EXCERPTED PASSAGE:
--- START ---
Wednesday, September 5, 2007

Add everyone in the UK to the DNA database?

Since I am hoping to be able to move overseas at some point in the future I try to keep current with what is going on abroad. On the BBC News page today I found a story about a judge that thinks that all citizens and visitors of the UK should be in the DNA database. Apparently the DNA database in the UK is already the largest one in the world because they keep DNA information for everyone that they get samples from. Once you are in the database there is no getting out.

The judge thinks everyone in the country and anyone that visits the country should have their DNA in the database because the database as it is now has a disproportionate number of ethnicities in it due to racial profiling. Here is the way it is broken down now:
  • 5.2% of UK population
  • Nearly 40% of black men
  • 13% of Asian men
  • 9% of white men
The judge thinks that by having everyone's DNA in the system that the database would be fairer to everyone.
--- END ---
Stored dataset items
--- START ---
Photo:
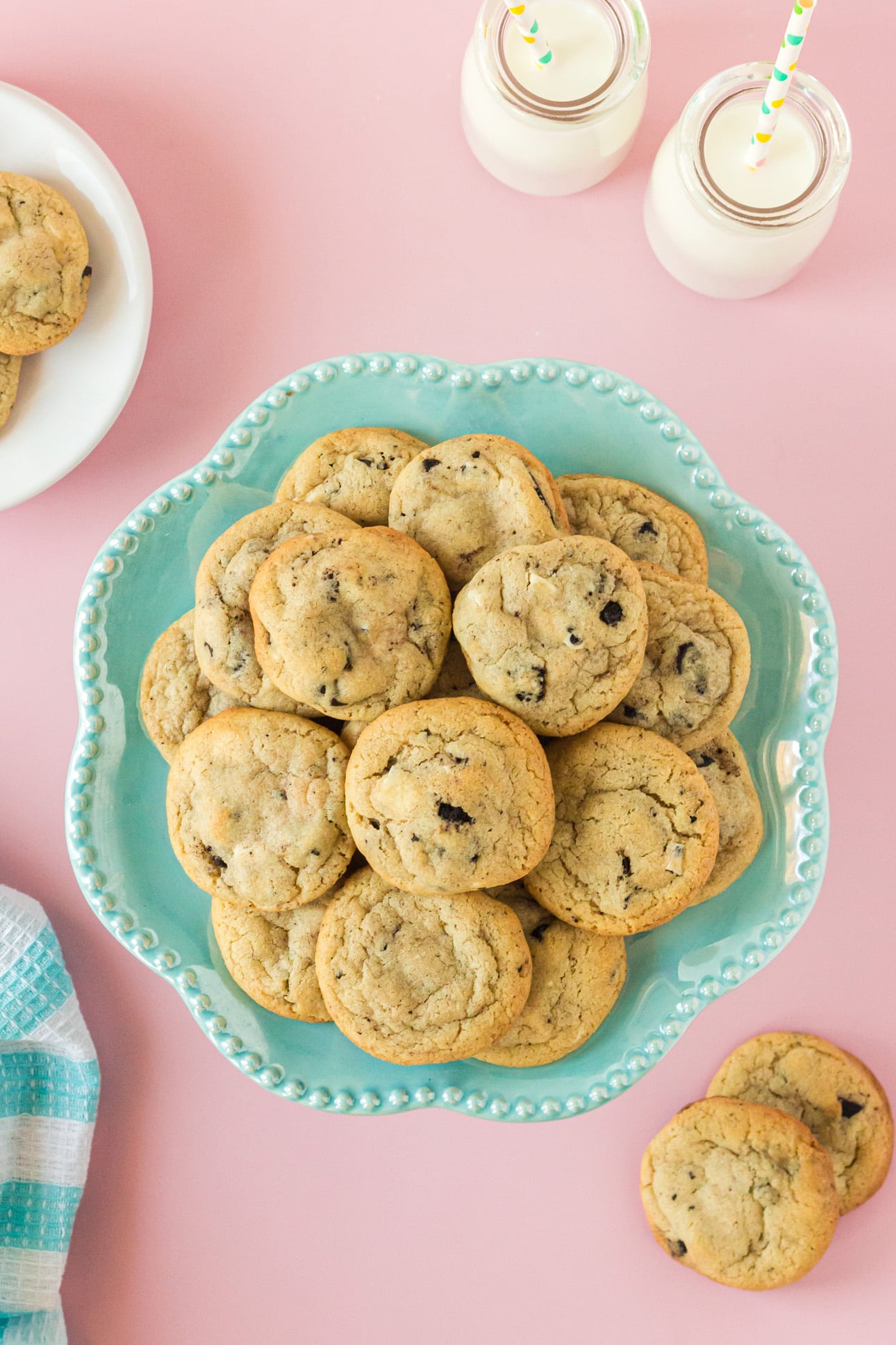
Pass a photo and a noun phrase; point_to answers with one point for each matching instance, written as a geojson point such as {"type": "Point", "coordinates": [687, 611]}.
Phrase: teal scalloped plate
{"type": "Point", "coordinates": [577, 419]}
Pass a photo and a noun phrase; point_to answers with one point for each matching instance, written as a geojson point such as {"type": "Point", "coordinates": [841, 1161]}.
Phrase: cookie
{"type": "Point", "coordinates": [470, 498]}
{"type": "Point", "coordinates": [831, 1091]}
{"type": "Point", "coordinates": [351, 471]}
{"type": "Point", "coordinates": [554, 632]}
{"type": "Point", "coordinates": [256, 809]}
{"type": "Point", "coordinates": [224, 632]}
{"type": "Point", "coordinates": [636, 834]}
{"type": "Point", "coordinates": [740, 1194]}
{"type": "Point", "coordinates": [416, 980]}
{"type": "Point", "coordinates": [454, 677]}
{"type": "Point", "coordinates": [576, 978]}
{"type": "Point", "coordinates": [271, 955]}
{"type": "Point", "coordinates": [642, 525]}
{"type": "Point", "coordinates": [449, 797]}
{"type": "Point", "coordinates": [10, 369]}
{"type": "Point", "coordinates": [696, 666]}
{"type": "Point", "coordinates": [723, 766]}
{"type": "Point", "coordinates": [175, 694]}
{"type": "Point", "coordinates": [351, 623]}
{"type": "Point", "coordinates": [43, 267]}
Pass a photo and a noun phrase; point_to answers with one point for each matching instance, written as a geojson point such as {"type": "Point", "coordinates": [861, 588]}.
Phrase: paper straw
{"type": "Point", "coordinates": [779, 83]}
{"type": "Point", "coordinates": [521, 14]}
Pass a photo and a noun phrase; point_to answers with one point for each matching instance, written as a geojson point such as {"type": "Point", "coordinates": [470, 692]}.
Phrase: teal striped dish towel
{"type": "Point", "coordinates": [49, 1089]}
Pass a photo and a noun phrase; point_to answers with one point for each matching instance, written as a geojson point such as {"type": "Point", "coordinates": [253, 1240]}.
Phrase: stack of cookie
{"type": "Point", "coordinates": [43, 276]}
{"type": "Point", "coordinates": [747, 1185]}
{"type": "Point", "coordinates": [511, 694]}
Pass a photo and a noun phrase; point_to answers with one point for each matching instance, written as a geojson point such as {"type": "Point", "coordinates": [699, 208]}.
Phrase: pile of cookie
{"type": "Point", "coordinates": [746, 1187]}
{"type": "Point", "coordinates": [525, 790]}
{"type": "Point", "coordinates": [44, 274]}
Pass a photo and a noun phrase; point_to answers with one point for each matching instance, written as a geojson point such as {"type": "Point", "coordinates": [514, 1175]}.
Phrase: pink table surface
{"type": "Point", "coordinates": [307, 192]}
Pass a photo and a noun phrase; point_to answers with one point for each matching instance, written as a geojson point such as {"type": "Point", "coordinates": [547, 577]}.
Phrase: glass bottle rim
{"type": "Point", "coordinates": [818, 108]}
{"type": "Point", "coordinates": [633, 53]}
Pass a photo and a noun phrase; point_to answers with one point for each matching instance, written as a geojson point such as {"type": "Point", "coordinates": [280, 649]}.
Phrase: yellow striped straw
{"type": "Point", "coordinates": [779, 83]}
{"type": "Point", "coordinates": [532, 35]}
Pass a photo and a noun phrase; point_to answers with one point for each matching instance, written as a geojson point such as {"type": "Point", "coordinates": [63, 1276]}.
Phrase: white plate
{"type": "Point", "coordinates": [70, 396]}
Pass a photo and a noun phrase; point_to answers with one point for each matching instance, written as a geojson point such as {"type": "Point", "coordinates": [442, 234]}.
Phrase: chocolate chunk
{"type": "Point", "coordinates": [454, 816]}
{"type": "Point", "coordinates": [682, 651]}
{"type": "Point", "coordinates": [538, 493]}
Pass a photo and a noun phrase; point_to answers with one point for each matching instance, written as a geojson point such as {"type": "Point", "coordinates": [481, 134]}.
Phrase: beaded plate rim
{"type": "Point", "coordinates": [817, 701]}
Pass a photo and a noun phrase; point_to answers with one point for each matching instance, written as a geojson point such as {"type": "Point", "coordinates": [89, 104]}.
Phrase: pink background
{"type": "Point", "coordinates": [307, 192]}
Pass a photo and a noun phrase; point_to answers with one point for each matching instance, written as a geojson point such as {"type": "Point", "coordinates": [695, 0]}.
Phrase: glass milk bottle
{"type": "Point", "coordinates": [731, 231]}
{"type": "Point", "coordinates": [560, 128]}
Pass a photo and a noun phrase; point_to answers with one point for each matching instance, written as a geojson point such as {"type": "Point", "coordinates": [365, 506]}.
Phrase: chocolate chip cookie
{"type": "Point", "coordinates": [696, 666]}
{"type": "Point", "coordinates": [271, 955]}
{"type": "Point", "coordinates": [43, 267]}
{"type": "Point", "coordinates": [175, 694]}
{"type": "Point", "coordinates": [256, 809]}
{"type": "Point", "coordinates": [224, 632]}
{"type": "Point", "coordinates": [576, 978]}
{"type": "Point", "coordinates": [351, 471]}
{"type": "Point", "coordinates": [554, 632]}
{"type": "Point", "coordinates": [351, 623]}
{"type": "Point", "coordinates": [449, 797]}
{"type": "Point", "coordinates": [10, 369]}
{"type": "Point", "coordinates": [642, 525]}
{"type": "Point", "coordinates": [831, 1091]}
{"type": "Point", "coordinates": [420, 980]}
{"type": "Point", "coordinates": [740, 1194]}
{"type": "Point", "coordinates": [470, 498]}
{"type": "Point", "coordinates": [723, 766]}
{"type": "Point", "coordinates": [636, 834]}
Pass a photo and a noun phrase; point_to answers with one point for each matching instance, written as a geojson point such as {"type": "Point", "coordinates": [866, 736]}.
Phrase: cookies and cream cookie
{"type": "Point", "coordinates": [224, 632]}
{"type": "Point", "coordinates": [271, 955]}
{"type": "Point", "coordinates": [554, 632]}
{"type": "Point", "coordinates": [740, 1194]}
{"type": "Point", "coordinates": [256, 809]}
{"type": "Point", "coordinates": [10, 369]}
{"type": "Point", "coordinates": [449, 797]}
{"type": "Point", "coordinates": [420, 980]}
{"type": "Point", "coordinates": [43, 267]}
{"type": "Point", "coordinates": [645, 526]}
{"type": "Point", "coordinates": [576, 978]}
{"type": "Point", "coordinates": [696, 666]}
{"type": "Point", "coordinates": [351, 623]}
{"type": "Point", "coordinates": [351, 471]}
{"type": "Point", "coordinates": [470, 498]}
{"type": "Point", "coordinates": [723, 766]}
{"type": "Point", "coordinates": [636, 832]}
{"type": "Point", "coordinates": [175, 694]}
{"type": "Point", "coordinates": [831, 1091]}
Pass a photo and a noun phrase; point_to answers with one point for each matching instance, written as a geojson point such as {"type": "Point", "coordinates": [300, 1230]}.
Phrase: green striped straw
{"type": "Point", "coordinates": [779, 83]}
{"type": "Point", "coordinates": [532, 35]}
--- END ---
WHAT TO DO:
A) Rewrite the passage of the post on the UK DNA database between "Since I am hoping" and "no getting out.", inclusive, changing "DNA database" to "genetic database".
B) Extend the post on the UK DNA database beyond its final sentence.

OUTPUTS IN ORDER:
A)
Since I am hoping to be able to move overseas at some point in the future I try to keep current with what is going on abroad. On the BBC News page today I found a story about a judge that thinks that all citizens and visitors of the UK should be in the genetic database. Apparently the genetic database in the UK is already the largest one in the world because they keep DNA information for everyone that they get samples from. Once you are in the database there is no getting out.

B)
I think this is not so great of an idea. Why should the government be able to have everyone's DNA on file? It seems like it would actually be less fair because innocent people would be forced to have to go through the process of giving DNA to get into the database. And wouldn't that clog the system?

Scotland seems to be more on the right track.
In Scotland, DNA samples taken when people are arrested must be destroyed if the individual is not charged or convicted.
My thoughts on this seem to fall in line with the final quote in the article:

Shami Chakrabarti, director of human rights organisation Liberty, said a database for every man, woman and child in the country was "a chilling proposal, ripe for indignity, error and abuse".